THE EXERCISE: Continue the account below of volunteering at the GWAR-B-Q festival, starting after its last sentence.

EXCERPTED TEXT:
================

Saturday, August 15th will forever be memorable for me, since it’s the sweatiest I’ve ever in my life.
I spent the better portion of that day volunteering at the GWAR-B-Q, an annual music festival in Richmond, VA where the great unwashed fill Hadad's Lake with sweat, beer, and fake blood as a variety of punk and metal bands (headlined by GWAR, of course) play on three stages. It's a mix between the Maryland State Fair and the Chronicles of Gor, and it was immensely fun.
My job was to wear a weird/gross costume as part of the Q's Crypt of Chaos, a GWAR-themed haunted house where their sun-blind, day-drunk fans could interact directly with some of GWAR's most notable characters, including Nazi Pope, Hellcop, and Mutavore. This opportunity came about because someone in the GWAR camp was made aware of the Baltimore Rock Opera Society (or BROS), of which I’m a proud member, and reached out to us for volunteers. I jumped on this opportunity, and for good reason; it's not every day that GWAR asks me to dress like a freak and troll complete strangers.
I don't know what the crossover audience is between Splice readers and GWAR fans, but for those in the dark, GWAR is a ridiculous heavy metal band known for performing in grotesquely elaborate rubber/foam/latex costumes. The band portrays itself as a troupe of intergalactic barbarians who were banished to Earth, where they are constantly attacked by their many enemies (aka the band members' friends, also dressed in weird costumes), including cyborgs, dinosaurs, and hideous giants. Their live shows are glorious celebrations of commedia dell'arte, Jacobean theatre, and Paris' legendary Grand Guignol, full of gory monster battles that spray the audience with gallons of fake blood, intestinal gunk, semen, and other bodily fluids. When they're feeling especially puckish, the band mutilates effigies of celebrities, political/historical figures, and social archetypes on stage as well.

================

STORED RECORDS:

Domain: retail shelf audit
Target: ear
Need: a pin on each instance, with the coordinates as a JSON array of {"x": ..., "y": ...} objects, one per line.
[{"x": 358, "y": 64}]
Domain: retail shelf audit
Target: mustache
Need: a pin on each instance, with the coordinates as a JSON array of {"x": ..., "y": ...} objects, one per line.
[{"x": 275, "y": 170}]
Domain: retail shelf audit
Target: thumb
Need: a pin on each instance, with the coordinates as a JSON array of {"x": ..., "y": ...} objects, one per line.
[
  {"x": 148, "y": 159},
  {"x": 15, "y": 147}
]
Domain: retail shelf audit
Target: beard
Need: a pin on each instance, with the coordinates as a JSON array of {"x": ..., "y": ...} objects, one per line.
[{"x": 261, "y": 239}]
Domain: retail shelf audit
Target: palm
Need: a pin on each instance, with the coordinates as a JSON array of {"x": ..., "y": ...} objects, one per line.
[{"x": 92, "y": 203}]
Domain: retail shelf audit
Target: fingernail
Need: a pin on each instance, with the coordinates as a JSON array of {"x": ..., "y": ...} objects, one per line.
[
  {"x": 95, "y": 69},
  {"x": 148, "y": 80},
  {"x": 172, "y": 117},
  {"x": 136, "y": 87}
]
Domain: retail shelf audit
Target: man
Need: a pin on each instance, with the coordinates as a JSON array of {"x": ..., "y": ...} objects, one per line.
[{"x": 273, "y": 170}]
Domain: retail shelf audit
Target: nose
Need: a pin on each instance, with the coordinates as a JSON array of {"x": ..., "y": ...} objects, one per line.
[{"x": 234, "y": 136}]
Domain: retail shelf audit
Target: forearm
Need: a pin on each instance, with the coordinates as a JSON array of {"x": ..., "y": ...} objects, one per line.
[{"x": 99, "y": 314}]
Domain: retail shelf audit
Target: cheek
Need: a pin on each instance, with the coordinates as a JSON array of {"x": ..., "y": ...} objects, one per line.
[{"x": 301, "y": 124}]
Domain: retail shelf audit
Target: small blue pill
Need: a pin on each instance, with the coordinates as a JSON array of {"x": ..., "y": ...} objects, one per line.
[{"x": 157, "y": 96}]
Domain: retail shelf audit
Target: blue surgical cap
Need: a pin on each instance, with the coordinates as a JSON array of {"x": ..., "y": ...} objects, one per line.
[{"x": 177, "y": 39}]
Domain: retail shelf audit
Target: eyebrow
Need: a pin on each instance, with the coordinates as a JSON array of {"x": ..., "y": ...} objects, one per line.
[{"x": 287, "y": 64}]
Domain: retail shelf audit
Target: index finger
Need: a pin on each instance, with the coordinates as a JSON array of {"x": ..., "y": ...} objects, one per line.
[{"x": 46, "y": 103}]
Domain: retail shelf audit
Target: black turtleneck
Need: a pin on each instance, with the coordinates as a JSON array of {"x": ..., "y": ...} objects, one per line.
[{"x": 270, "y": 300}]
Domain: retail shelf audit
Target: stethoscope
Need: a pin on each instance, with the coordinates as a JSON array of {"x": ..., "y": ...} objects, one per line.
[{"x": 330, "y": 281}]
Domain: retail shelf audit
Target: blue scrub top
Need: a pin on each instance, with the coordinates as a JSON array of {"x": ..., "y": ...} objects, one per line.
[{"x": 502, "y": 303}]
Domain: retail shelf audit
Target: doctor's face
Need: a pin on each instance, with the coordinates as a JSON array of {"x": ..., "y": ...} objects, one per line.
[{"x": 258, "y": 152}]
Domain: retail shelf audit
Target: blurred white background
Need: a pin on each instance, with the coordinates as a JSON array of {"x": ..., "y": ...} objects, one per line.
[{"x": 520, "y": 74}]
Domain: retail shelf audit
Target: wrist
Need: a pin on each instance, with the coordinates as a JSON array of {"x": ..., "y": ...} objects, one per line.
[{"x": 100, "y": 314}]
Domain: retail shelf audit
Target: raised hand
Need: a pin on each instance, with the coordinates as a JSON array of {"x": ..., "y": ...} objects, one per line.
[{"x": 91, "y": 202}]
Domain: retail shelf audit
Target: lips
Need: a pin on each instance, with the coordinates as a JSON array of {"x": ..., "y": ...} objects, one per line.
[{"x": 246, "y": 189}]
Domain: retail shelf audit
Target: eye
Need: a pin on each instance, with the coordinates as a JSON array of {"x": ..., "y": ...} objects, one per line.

================

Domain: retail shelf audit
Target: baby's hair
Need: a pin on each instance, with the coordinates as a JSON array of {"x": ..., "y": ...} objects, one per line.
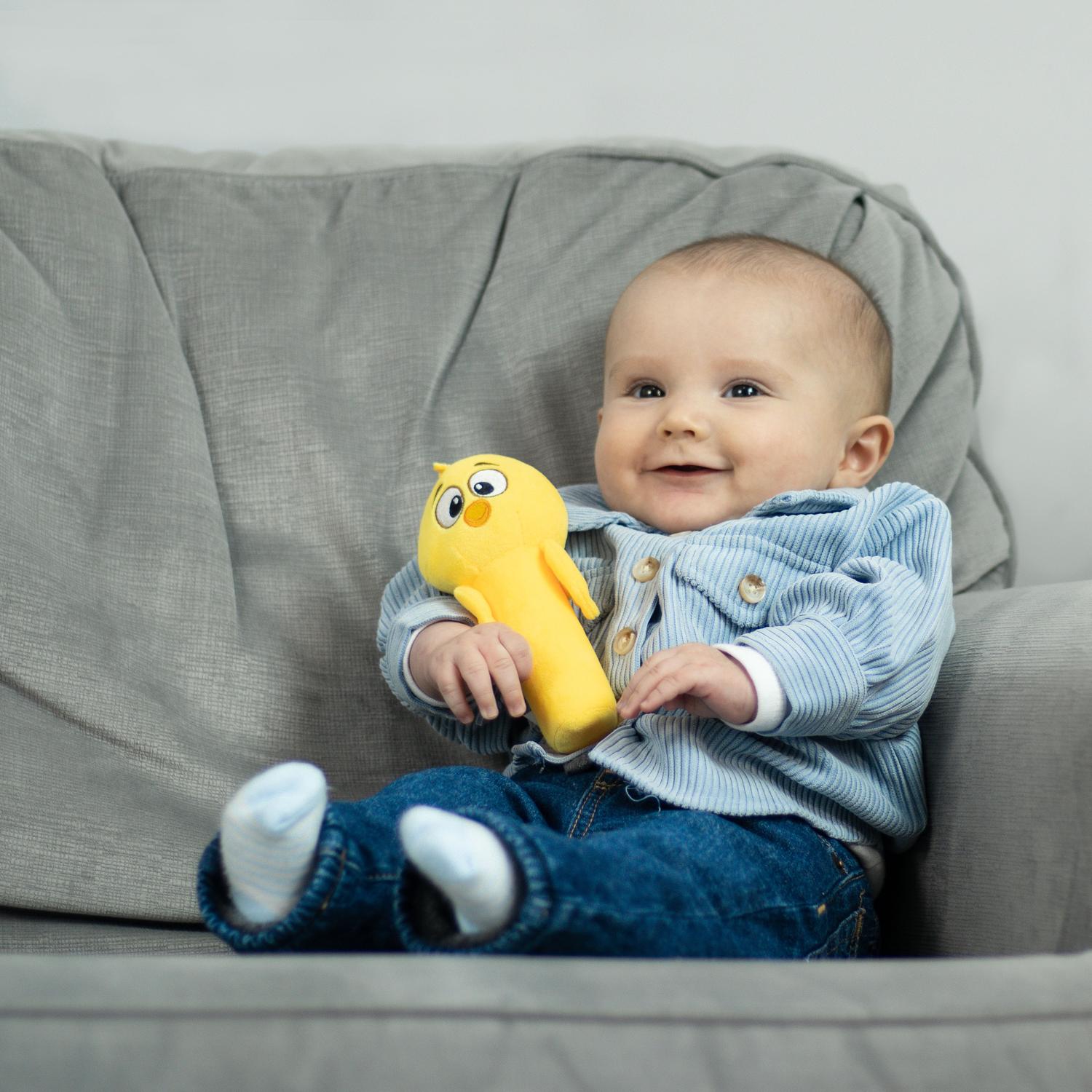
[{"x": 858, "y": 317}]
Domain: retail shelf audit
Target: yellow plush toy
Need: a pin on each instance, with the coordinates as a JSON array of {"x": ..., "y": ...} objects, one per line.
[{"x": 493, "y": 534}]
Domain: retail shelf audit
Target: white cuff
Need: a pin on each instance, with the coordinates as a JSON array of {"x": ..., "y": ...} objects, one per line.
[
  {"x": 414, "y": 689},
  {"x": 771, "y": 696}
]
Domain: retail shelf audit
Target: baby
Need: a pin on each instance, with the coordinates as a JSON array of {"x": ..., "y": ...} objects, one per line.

================

TASK RESULT:
The band itself is in an interesting position, since their original lead singer died last year, and their decision to continue on with new vocalists (one of whom gave a TED Talk, believe it or not) has met with some criticism. The idea that the band is not a fixed entity as much as a continuing mythology with a revolving cast of characters is ultimately what keeps them going.
The same can be said for Slave Pit Inc., the Richmond-based arts collective and effects studio created specifically for GWAR. They make every costume, puppet, and blood-squirting prop in the band's arsenal, book their tours, produce their movies, and release their albums. They've been dedicated to this absurdity since the mid-1980s, and hit their 30th anniversary not long ago.
Don't let any of this reverence give you the idea that I'm a longtime GWAR fan, though. I wish that I was, and definitely knew about them as a teenager, but they were only a peripheral interest until a couple of years ago. Feeling the need to do some research before I showed up to their party, I listened to a lot of GWAR, if only to increase the odds that I heard something familiar when I saw them live. Not recognizing anything in a band's live set is awkward enough without being surrounded by thousands of diehards who know exactly when to fist-pump.
After a week of familiarizing myself with GWAR, I drove down to Richmond and met up with fellow volunteers at the GWAR-B-Q site for a staff meeting the day before the event. We were a mix of haunted house/Renn Faire veterans, official (meaning paid) crew members, and union stagehands, some of whom had been there all week, trying their best to not die in the oppressive mid-August heat as they got the place ready. After getting a tour of the mostly-built Crypt, which was an un-ventilated, one-story structure with four or five main rooms connected by one continuous hallway, we tried on costumes and figured out who would be stationed where during the Q itself.
Sadly, I was too stout for any of the GWAR costumes, but I'd already brought one of my BROS outfits with me, so I was cleared to wear that instead.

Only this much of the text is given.